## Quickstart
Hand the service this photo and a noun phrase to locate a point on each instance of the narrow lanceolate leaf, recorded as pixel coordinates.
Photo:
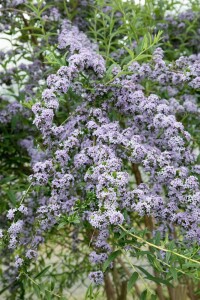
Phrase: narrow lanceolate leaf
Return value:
(110, 259)
(132, 281)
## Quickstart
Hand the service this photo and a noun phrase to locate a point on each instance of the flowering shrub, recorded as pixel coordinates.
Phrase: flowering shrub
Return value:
(104, 182)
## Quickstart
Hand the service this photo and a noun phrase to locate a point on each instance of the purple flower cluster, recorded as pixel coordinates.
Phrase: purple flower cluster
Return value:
(91, 152)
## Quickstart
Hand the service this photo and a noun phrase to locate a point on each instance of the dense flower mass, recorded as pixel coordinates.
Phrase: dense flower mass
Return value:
(109, 145)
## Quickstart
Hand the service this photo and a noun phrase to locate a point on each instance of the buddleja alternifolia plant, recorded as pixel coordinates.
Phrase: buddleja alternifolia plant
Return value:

- Task to carry out:
Copy out all the rows above word for word, leaving out the picture.

- Response to the task:
## Quickstart
Hand the service this photo and a noun phrase to locate a point on each instance of the narrow lanceolate leaf, recorded as pixel coordinates.
Photo:
Phrase: narrow lanceolate leaf
Return value:
(110, 259)
(132, 281)
## Quickstart
Hand the service this photo and a noun phrase to locate a point on each instance of the flowering shrub, recorded as pixel coordinates.
Phrase: flowering shrub
Return value:
(104, 182)
## Quickstart
Hand the service this photo and a noun phrase to locate a point on each instance of the purple flower cluster, recorded as pixel coordinates.
Phrase: purple flower cluster
Return value:
(91, 152)
## Quickstart
Hand the service this photo and a noun phrase to locate a point on each instance of the dense flower mass, recorded as pixel coordinates.
Phrase: dense flower mass
Return value:
(109, 145)
## Quickstart
Hand the service this photo and a noun phrase to locate a point on each instance of the buddleja alternifolia plant, recorded as pixel coordinates.
Phrase: buddleja alternifolia plant
Return value:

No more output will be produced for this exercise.